_Problem 1_
According to the passage on the Techstars accelerator, which organizations invested $9 million to bring Techstars to the area?
_Problem 2_
Rewrite the stretch of the Techstars accelerator passage from "The founders and" through "Let’s meet them.", swapping "startups" for "companies".

_Source text_
::::::::
The founders and CEOs spent three months gaining resources and mentors to help them scale while working in the Techstars office in downtown Knoxville.
Oak Ridge National Laboratory, the Tennessee Valley Authority and the University of Tennessee System invested $9 million to bring Techstars here.
“Our goal is to find, invest in and support the best scientists, technologists (and) entrepreneurs (who) are so unbelievably passionate about building and solving global problems,” accelerator managing director Tricia Martinez said.
The 10 startups from around the world are developing potentially world-changing technologies. Let’s meet them.
Be Global Safety
Nilay Parikh, CEO of Be Global Safety, has developed artificial intelligence to detect and prevent workplace safety incidents in real time.
ARVIST — “A Rather Very Intelligent Safety Technology” — can be integrated into existing workplace cameras and sensors and provides 24/7 safety monitoring. It can detect things like tripping hazards and proper safety attire.
::::::::
Point-per-instance localization data:
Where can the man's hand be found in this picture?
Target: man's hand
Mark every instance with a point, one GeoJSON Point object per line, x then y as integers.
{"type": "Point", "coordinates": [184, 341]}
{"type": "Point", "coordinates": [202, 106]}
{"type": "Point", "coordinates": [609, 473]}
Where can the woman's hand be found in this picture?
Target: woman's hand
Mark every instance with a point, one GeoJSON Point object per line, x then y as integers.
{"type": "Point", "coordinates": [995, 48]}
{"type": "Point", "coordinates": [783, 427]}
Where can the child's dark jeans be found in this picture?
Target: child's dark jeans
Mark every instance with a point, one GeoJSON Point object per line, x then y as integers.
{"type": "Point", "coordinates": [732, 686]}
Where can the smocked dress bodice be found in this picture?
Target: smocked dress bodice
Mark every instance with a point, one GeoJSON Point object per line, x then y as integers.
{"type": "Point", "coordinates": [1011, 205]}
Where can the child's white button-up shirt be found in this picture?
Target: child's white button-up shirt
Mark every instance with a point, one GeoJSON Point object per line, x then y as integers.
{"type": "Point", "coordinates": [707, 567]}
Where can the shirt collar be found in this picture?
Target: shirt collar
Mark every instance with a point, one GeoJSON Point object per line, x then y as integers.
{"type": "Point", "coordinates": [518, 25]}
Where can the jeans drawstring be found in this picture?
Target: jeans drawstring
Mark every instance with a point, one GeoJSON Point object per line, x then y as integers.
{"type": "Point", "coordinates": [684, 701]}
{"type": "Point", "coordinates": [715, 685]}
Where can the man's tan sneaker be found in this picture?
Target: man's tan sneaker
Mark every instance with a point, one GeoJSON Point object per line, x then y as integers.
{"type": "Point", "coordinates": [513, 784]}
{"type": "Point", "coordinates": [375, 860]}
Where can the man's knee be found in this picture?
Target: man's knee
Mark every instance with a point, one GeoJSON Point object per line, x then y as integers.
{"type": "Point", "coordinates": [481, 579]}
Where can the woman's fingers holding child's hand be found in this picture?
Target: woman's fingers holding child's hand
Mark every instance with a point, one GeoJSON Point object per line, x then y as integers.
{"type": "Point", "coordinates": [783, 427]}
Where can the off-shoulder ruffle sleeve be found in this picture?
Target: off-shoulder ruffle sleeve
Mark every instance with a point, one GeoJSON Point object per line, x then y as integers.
::::::::
_Problem solution 1_
Oak Ridge National Laboratory, the Tennessee Valley Authority and the University of Tennessee System.

_Problem solution 2_
The founders and CEOs spent three months gaining resources and mentors to help them scale while working in the Techstars office in downtown Knoxville.
Oak Ridge National Laboratory, the Tennessee Valley Authority and the University of Tennessee System invested $9 million to bring Techstars here.
“Our goal is to find, invest in and support the best scientists, technologists (and) entrepreneurs (who) are so unbelievably passionate about building and solving global problems,” accelerator managing director Tricia Martinez said.
The 10 companies from around the world are developing potentially world-changing technologies. Let’s meet them.